• CONSIGNE: Recopiez intégralement le texte ci-dessous consacré au roman Le roi de Kahel, sans en modifier un seul mot ni la ponctuation.

• EXTRAIT DU TEXTE:
Le roi de Kahel est la biographie romancée d'un personnage haut en couleur du 19ème siècle : Olivier de Sanderval, lyonnais chimiste, inventeur, philosophe à ses heures et pour ce qui nous intéresse ici, explorateur.
   Les colonisations sont déjà amorcées lorsque Sanderval se lance à la conquête du Fouta-Djalon, un massif montagneux de l'actuelle Guinée. Sanderval part avec l'appui des sociétés de géographie mais sans l'aval du gouvernement français. Son but est de devenir le maître du Fouta-Djalon mais également de matérialiser sa vision philosophique de l'humanité : il estime que la vieille Europe n'est plus la digne héritière des idées antiques et que cette pensée pourra être régénérer sur le continent africain. Néanmoins, malgré ce projet à teneur plutôt humaniste, Sanderval ne se départit pas toujours d’une certaine forme de mépris colonial propre à l’époque.
   Ses ambitions sont également évidemment matérialistes puisqu'il prévoit l'installation du chemin de fer et la mise en place de nouveaux liens commerciaux.

• ENTRÉES FOURNIES:

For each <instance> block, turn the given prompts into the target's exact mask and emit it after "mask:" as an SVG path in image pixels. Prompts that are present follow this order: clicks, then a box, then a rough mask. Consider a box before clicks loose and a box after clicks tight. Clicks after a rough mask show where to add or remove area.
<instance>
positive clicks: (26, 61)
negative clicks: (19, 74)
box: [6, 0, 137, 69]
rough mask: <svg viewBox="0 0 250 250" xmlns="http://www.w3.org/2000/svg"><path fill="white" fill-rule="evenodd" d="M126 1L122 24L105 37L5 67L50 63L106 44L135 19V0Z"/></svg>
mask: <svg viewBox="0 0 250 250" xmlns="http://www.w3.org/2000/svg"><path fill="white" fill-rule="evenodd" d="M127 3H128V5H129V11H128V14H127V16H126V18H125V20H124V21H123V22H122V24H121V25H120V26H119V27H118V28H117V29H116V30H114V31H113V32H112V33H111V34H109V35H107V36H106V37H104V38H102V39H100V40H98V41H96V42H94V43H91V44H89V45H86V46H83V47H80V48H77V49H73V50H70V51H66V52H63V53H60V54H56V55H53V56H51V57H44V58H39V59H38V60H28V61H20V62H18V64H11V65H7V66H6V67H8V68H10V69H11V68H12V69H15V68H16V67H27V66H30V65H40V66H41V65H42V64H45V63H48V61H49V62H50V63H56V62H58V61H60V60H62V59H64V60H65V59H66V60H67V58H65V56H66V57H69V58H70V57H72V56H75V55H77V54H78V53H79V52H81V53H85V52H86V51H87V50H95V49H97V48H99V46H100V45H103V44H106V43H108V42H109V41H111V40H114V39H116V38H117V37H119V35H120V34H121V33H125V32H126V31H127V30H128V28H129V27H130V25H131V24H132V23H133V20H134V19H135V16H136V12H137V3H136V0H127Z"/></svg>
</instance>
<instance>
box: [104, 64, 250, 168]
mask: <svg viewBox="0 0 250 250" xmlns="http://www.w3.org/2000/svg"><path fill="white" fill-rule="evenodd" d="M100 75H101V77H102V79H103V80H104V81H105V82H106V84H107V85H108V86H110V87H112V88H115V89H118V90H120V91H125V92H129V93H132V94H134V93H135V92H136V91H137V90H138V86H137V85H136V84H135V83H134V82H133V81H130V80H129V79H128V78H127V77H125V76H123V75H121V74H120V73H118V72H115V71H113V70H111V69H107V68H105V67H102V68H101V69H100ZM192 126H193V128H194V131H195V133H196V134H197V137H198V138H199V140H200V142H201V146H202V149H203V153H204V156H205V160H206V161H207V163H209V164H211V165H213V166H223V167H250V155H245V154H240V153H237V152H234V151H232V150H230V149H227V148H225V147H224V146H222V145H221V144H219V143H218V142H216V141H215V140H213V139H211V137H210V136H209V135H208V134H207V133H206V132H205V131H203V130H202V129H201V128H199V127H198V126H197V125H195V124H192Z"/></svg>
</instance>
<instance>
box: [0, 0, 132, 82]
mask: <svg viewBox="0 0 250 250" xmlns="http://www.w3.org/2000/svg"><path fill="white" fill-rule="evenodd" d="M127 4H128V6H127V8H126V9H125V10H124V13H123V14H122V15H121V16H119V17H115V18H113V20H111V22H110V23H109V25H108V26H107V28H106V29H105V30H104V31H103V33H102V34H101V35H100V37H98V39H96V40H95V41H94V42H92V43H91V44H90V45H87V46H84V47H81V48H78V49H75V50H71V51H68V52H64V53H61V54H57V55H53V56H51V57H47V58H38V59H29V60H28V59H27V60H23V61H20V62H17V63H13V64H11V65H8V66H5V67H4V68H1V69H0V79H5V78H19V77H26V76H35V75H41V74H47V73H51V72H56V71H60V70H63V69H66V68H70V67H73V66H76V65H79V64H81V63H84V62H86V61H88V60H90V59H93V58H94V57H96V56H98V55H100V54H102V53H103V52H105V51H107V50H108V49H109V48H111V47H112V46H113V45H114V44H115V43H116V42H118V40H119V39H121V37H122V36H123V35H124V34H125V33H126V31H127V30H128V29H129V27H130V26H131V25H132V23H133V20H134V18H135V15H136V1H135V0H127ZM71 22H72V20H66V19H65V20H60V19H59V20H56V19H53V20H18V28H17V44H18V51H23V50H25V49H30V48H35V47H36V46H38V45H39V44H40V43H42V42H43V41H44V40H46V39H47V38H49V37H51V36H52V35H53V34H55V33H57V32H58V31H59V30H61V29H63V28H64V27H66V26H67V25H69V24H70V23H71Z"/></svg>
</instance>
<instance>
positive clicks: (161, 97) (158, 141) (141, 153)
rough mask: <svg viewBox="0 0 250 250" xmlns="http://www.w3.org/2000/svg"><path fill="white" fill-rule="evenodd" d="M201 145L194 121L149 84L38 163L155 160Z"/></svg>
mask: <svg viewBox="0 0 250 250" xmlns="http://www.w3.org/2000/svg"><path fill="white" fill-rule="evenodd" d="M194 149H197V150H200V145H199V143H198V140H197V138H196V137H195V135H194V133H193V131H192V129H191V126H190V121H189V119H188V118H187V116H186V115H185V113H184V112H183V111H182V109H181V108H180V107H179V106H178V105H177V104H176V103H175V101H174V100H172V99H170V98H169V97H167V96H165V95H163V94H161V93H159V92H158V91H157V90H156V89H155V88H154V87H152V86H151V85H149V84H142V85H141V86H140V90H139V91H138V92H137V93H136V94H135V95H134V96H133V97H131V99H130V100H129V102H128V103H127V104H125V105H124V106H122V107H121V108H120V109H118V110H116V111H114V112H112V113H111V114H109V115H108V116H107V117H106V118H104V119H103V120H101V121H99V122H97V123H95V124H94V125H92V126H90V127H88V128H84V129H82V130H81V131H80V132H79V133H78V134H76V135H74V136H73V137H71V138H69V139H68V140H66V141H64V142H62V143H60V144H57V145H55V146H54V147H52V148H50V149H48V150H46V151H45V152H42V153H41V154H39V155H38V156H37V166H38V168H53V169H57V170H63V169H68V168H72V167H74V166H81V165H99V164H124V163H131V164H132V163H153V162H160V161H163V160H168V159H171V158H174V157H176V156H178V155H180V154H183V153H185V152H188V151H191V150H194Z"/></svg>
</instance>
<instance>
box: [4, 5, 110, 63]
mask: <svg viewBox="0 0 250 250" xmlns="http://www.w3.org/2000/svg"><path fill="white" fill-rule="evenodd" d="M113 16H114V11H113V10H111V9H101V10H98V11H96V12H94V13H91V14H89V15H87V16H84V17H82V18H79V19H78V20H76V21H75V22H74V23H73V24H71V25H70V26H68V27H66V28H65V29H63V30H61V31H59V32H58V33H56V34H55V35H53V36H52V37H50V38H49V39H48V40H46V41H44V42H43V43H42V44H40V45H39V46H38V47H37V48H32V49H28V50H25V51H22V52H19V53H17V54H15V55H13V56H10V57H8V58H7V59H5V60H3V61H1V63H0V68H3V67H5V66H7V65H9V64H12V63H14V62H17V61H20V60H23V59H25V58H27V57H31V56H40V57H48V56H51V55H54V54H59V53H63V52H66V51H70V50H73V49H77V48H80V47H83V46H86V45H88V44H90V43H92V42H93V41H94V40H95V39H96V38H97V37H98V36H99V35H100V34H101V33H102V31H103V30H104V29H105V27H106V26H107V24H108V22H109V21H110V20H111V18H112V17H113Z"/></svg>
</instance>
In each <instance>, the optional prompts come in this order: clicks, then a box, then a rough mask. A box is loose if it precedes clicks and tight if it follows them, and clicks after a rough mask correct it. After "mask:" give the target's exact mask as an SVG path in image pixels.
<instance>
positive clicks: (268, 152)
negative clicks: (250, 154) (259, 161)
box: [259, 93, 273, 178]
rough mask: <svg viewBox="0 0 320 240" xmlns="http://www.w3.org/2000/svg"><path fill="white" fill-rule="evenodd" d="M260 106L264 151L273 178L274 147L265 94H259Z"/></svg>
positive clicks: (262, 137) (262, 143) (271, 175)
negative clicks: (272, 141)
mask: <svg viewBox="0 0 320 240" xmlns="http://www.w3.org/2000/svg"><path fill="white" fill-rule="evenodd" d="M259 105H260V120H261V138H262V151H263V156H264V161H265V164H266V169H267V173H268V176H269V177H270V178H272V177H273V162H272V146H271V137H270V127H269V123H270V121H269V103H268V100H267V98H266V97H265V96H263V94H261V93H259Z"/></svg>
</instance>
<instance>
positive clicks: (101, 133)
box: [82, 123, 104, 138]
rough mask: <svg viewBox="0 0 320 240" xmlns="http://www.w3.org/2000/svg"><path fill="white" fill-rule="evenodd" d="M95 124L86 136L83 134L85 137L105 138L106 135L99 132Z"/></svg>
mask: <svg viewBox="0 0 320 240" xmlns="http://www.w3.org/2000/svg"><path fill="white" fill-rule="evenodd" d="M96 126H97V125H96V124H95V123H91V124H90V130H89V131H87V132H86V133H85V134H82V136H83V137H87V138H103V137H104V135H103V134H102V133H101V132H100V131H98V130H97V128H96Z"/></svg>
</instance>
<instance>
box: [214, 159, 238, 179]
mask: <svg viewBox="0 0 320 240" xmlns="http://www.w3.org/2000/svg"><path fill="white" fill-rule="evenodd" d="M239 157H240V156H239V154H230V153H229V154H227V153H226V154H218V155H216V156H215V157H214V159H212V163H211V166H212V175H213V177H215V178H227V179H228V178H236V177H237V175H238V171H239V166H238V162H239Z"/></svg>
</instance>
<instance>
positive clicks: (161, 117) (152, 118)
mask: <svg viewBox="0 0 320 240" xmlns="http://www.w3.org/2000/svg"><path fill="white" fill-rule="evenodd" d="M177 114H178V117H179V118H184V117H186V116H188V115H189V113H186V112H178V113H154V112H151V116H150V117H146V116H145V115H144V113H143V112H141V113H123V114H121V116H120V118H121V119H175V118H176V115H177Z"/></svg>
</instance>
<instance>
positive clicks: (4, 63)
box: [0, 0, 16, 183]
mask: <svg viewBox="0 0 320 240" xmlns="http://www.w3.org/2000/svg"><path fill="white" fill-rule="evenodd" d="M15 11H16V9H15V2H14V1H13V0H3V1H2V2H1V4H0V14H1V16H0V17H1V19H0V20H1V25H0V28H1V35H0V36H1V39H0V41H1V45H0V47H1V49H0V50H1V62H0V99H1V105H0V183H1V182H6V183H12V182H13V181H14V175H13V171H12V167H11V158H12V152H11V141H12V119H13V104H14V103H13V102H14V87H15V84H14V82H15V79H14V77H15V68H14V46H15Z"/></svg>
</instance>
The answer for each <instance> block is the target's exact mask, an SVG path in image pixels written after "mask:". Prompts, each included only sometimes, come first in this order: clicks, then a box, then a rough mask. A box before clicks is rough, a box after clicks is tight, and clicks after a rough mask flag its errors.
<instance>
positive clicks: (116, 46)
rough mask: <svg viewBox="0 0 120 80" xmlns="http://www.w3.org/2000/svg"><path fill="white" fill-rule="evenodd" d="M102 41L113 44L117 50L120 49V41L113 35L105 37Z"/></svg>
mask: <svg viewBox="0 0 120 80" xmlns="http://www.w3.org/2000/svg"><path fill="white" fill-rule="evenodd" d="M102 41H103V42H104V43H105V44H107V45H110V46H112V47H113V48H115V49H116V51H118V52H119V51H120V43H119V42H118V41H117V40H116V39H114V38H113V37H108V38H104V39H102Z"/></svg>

• RÉPONSE:
Le roi de Kahel est la biographie romancée d'un personnage haut en couleur du 19ème siècle : Olivier de Sanderval, lyonnais chimiste, inventeur, philosophe à ses heures et pour ce qui nous intéresse ici, explorateur.
   Les colonisations sont déjà amorcées lorsque Sanderval se lance à la conquête du Fouta-Djalon, un massif montagneux de l'actuelle Guinée. Sanderval part avec l'appui des sociétés de géographie mais sans l'aval du gouvernement français. Son but est de devenir le maître du Fouta-Djalon mais également de matérialiser sa vision philosophique de l'humanité : il estime que la vieille Europe n'est plus la digne héritière des idées antiques et que cette pensée pourra être régénérer sur le continent africain. Néanmoins, malgré ce projet à teneur plutôt humaniste, Sanderval ne se départit pas toujours d’une certaine forme de mépris colonial propre à l’époque.
   Ses ambitions sont également évidemment matérialistes puisqu'il prévoit l'installation du chemin de fer et la mise en place de nouveaux liens commerciaux.